_Natural language region descriptions_:
######
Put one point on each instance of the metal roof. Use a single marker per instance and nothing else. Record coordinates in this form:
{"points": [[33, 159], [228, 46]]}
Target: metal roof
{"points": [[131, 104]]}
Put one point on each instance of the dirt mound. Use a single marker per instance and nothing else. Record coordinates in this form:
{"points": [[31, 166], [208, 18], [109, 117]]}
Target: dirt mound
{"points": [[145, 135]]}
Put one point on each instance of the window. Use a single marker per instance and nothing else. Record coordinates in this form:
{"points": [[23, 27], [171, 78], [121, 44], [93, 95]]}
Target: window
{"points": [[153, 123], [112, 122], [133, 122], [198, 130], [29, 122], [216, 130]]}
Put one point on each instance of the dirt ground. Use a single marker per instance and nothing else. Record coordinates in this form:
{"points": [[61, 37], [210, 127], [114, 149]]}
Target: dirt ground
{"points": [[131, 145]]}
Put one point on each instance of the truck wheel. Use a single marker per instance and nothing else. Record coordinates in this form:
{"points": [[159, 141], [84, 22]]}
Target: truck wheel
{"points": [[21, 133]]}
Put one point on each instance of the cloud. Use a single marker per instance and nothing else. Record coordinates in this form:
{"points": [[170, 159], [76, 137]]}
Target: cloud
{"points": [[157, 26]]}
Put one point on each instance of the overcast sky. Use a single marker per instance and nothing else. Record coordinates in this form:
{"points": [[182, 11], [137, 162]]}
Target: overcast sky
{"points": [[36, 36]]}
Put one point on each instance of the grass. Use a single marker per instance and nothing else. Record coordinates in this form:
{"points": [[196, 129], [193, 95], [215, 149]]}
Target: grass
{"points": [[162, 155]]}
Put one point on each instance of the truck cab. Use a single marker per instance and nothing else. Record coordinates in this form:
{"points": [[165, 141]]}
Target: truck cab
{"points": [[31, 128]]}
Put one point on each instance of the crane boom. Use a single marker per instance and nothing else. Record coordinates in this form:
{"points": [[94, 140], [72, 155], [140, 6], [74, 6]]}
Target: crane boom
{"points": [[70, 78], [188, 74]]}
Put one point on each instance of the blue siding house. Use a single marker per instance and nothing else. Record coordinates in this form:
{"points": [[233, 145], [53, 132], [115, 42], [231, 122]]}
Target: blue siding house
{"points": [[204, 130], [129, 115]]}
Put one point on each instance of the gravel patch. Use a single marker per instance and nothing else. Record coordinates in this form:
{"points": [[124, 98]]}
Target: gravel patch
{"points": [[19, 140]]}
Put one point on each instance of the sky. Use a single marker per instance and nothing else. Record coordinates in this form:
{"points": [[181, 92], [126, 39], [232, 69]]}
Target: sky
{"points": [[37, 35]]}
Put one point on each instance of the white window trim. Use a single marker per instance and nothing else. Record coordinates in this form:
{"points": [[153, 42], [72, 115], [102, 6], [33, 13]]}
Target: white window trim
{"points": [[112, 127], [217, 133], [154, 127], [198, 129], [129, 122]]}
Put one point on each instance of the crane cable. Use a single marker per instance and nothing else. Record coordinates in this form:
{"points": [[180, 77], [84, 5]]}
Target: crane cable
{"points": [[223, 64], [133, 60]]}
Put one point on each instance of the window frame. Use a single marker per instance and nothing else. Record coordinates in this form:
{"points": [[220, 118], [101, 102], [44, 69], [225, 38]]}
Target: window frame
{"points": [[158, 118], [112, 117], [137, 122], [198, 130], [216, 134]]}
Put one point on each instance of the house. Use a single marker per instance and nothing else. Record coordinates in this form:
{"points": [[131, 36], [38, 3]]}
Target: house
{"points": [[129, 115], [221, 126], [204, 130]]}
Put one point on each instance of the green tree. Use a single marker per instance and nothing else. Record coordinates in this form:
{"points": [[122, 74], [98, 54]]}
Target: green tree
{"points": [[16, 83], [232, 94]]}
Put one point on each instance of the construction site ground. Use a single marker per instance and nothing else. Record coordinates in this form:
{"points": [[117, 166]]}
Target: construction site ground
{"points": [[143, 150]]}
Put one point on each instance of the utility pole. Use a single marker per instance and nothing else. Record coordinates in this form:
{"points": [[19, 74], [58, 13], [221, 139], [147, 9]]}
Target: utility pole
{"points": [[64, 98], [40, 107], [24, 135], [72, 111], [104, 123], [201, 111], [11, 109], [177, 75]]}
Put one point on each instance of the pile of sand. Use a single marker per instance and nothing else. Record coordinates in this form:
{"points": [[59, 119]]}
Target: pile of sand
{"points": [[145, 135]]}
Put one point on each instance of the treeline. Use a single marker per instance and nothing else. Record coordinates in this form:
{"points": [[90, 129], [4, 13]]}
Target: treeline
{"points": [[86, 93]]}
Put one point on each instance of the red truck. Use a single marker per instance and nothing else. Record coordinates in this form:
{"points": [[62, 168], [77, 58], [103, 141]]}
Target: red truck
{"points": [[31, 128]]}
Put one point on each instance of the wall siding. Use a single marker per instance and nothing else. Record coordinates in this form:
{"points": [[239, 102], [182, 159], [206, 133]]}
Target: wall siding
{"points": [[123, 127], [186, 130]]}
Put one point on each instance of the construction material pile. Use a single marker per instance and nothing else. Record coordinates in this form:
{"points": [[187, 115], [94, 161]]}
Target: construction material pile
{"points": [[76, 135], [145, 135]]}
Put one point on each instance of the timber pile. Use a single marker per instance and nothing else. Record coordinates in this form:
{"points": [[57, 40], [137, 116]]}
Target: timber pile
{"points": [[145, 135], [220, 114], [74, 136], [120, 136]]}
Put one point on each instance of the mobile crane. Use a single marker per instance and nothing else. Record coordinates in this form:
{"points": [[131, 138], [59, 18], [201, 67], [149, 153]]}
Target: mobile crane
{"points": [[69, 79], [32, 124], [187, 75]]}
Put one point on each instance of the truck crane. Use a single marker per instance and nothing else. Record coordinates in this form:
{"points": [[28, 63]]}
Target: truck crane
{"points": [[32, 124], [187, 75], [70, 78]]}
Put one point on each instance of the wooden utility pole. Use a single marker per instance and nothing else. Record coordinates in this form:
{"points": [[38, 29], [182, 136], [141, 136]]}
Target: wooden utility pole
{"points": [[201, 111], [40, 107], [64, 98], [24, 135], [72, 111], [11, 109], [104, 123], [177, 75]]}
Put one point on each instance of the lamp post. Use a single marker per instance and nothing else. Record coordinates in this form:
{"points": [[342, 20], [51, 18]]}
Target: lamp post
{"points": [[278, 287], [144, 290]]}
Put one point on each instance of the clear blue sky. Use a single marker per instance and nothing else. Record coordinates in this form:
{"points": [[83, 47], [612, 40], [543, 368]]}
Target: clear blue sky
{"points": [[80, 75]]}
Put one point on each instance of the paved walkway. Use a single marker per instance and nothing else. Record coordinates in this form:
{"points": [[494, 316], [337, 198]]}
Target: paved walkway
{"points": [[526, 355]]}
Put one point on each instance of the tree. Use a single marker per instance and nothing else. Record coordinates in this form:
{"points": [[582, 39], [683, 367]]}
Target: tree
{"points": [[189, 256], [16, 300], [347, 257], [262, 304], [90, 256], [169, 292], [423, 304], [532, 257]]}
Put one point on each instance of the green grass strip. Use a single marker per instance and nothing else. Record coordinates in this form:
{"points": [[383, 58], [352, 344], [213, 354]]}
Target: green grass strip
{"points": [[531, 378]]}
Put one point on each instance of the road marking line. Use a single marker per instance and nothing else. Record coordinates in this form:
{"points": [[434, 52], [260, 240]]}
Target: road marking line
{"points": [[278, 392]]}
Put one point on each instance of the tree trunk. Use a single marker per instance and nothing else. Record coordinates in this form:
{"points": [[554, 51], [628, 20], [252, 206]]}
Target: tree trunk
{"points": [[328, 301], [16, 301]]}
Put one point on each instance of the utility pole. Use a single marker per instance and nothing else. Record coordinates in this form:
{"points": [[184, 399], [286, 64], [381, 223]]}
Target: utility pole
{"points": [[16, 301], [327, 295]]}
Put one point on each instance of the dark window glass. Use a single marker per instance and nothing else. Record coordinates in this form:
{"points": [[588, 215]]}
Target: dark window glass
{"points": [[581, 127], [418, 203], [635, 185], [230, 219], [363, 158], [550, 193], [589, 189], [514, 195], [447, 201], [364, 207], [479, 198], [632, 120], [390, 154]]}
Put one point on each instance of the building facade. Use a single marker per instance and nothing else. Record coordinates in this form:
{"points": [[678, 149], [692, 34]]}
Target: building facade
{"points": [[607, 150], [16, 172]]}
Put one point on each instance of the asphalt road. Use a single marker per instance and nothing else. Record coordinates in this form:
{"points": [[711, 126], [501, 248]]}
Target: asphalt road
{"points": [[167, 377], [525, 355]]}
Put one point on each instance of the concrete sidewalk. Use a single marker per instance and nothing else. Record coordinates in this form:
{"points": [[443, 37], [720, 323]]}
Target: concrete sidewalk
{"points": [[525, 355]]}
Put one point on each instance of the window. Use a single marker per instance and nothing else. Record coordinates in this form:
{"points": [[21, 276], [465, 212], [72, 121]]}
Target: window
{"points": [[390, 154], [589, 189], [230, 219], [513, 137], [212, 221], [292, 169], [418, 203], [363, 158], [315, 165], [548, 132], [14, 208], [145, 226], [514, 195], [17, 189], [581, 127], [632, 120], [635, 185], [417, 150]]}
######
_What the exercise asks_: Please print the lines from the start of the records up to and including the line with "Put one point on each instance of the dirt ground.", copying each one exactly and leaving out the rest.

_Solved exercise_:
Put one point on each instance of the metal roof. Use a single marker per instance and nothing else. Record coordinates in this form:
{"points": [[33, 159], [228, 46]]}
Target: metal roof
{"points": [[131, 104]]}
Put one point on each instance of the dirt mound. Use a single marker per instance and nothing else. Record coordinates in this form:
{"points": [[31, 166], [208, 18], [109, 117]]}
Target: dirt mound
{"points": [[145, 135]]}
Put one point on each instance of the window. Use a single marker per instance and nothing else. Record coordinates in this form:
{"points": [[23, 27], [171, 78], [121, 44], [93, 95]]}
Target: window
{"points": [[153, 123], [112, 122], [133, 122], [198, 130], [29, 122], [216, 130]]}
Put one point on each instance of the dirt ground. Use a single marker per instance and nothing else. Record coordinates in this form:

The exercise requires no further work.